Task prompt. Which lines in the records contain the word "wall"? Gather all of them and copy each one out in full.

The input.

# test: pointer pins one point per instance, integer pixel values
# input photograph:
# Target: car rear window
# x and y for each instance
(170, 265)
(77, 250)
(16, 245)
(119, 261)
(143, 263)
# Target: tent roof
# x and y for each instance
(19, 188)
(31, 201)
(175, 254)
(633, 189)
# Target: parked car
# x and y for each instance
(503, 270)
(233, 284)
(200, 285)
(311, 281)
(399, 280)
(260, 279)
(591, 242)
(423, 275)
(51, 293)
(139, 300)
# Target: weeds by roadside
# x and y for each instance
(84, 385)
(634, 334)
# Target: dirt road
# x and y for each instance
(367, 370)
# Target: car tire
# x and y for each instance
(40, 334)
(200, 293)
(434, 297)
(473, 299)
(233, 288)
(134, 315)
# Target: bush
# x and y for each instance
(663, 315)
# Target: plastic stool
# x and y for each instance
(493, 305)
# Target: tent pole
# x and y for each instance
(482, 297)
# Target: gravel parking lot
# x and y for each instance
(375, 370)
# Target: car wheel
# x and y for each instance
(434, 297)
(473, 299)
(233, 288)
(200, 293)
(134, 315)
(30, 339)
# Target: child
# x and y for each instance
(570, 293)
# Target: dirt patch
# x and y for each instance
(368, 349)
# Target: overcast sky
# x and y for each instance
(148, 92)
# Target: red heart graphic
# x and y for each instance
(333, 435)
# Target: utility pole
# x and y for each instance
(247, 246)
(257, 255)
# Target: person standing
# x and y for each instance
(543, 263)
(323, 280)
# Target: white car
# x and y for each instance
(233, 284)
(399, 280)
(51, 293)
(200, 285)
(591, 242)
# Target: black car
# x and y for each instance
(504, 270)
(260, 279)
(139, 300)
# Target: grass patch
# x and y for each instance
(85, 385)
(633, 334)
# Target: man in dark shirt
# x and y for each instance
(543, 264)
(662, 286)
* * *
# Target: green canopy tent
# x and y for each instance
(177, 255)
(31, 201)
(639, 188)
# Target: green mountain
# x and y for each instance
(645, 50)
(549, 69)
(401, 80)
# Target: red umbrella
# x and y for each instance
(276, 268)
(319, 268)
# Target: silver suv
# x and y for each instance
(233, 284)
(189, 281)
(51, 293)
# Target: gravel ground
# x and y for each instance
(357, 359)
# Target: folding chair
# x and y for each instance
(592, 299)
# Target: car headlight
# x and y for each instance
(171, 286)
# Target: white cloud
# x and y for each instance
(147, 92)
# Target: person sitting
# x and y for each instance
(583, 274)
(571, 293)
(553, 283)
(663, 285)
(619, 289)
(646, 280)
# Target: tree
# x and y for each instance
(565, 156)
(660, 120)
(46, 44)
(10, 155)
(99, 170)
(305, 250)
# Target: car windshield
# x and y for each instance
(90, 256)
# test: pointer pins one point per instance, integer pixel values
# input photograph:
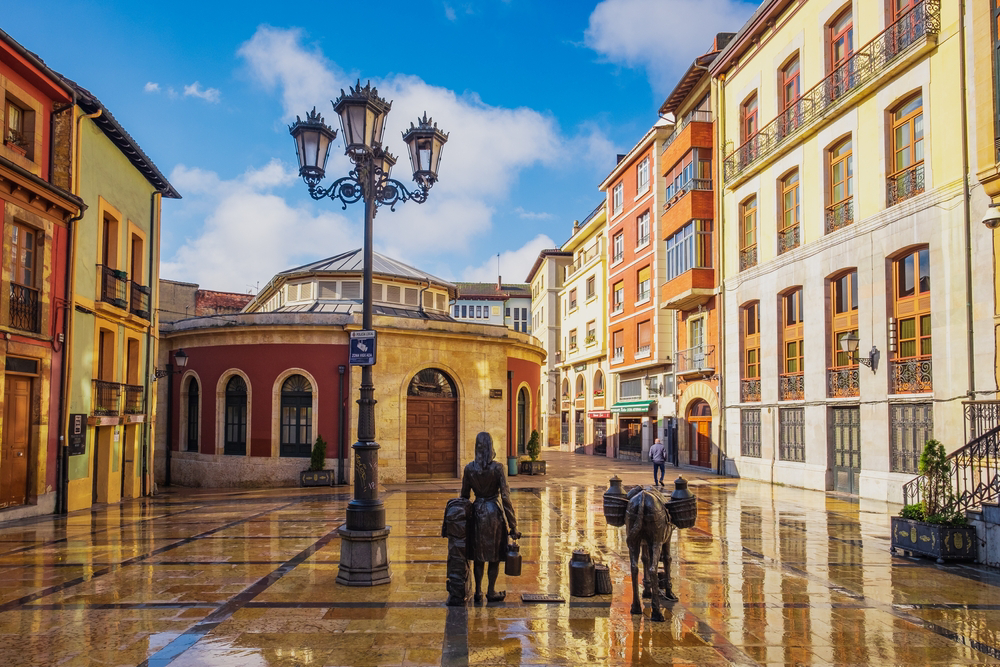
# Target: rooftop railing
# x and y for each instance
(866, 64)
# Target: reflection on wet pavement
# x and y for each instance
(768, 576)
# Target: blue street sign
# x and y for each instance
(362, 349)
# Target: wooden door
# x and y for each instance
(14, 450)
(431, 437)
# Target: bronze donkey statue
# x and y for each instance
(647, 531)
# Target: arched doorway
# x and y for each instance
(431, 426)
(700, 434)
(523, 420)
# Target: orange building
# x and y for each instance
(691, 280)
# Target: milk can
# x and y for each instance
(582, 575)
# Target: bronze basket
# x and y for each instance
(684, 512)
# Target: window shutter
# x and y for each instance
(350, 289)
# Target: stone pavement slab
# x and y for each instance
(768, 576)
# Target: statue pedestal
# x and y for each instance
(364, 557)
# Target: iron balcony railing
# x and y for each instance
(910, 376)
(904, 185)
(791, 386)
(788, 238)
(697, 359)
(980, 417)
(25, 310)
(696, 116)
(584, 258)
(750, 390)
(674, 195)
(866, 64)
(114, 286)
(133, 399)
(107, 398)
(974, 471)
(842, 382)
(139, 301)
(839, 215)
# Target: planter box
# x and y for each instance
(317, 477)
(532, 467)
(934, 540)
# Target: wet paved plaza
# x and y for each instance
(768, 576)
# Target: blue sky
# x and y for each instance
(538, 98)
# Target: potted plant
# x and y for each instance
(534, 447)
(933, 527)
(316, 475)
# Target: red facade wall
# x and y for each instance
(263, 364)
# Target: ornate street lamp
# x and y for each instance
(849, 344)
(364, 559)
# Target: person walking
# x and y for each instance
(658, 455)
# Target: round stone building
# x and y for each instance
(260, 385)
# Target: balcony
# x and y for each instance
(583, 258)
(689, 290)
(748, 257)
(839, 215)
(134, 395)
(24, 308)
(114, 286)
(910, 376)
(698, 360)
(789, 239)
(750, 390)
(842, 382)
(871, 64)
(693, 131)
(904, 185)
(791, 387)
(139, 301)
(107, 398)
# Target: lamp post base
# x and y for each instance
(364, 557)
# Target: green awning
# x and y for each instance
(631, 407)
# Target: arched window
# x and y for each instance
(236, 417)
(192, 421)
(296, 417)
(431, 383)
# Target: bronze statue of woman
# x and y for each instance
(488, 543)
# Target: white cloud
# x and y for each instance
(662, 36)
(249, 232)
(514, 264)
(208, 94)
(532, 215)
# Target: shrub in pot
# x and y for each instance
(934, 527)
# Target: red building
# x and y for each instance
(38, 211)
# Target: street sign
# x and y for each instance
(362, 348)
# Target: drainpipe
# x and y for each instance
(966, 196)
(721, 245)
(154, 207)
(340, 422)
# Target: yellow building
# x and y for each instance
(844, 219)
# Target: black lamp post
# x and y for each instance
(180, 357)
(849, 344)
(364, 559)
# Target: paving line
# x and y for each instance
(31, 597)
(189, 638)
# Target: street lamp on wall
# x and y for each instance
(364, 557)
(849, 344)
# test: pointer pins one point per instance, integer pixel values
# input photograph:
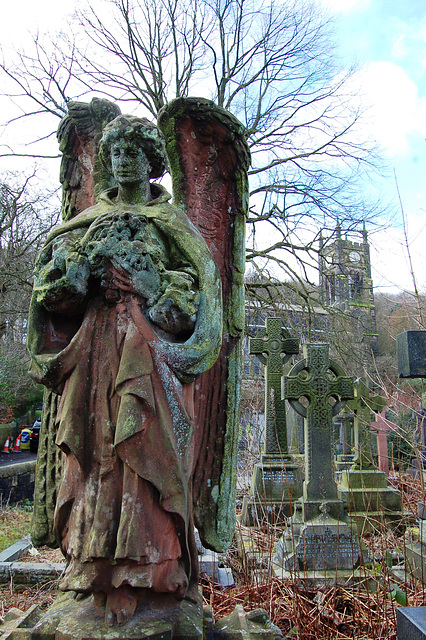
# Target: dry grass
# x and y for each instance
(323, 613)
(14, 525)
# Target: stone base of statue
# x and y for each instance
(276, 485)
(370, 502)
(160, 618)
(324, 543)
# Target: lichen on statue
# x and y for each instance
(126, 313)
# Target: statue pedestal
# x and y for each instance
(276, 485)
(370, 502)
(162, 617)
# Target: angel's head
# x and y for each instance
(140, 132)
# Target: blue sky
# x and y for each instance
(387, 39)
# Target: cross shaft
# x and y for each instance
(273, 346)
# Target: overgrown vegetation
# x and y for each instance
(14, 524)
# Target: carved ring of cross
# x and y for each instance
==
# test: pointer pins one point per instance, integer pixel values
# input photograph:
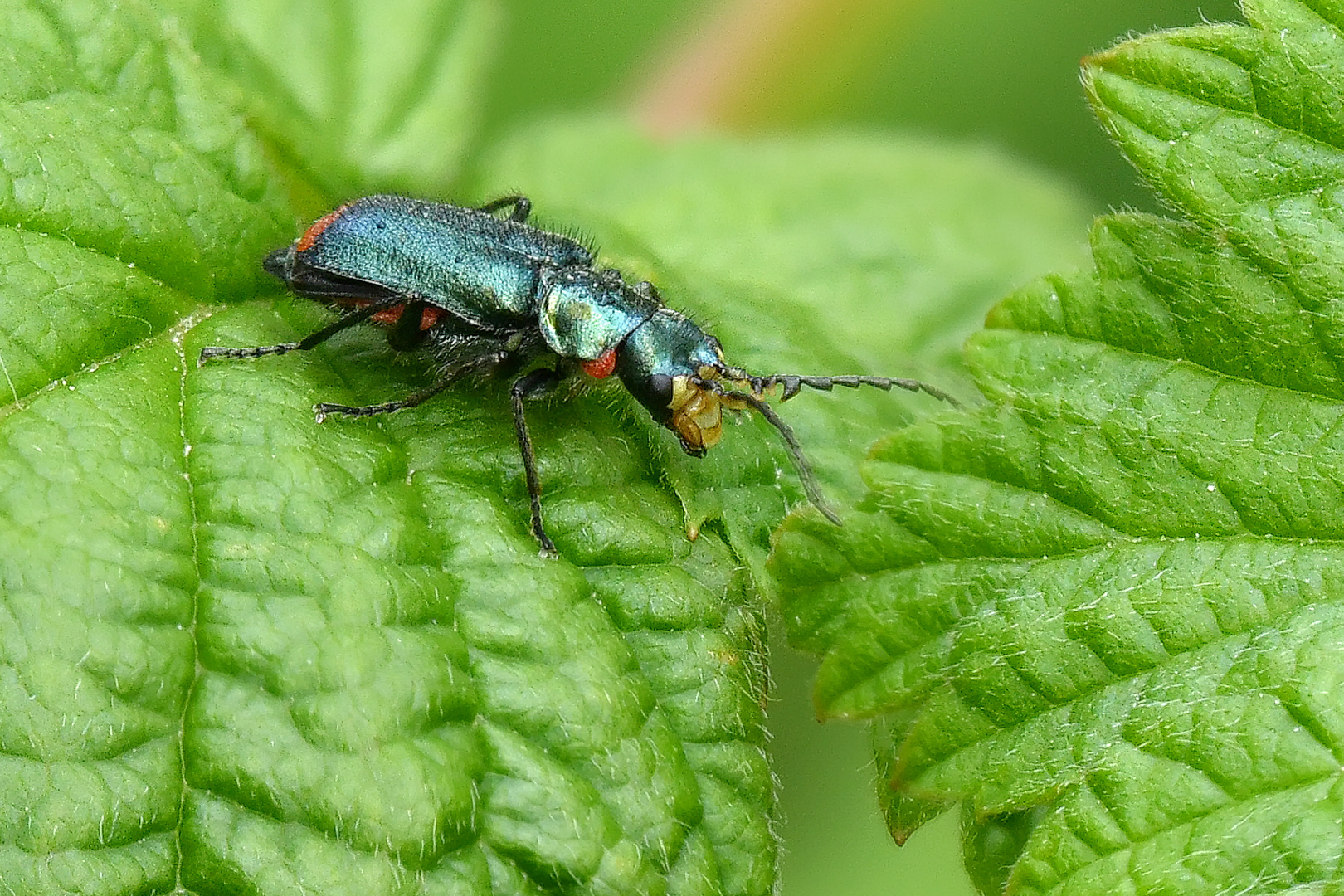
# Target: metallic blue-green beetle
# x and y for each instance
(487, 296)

Completed task.
# Target: red facade wall
# Target: street lamp on wall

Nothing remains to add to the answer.